**Request**
Output the lines below as a numbered list, leaving out any blank lines.
---------- Supplied records
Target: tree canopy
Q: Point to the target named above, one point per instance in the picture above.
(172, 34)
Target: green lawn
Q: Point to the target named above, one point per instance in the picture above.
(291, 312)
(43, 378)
--------------------
**Task response**
1. Target: tree canopy
2. Q: Point to the target named above, one point per instance in the picture above.
3. (172, 34)
4. Target: green lawn
5. Q: Point to the target named above, one point per instance in the picture above.
6. (291, 312)
7. (43, 378)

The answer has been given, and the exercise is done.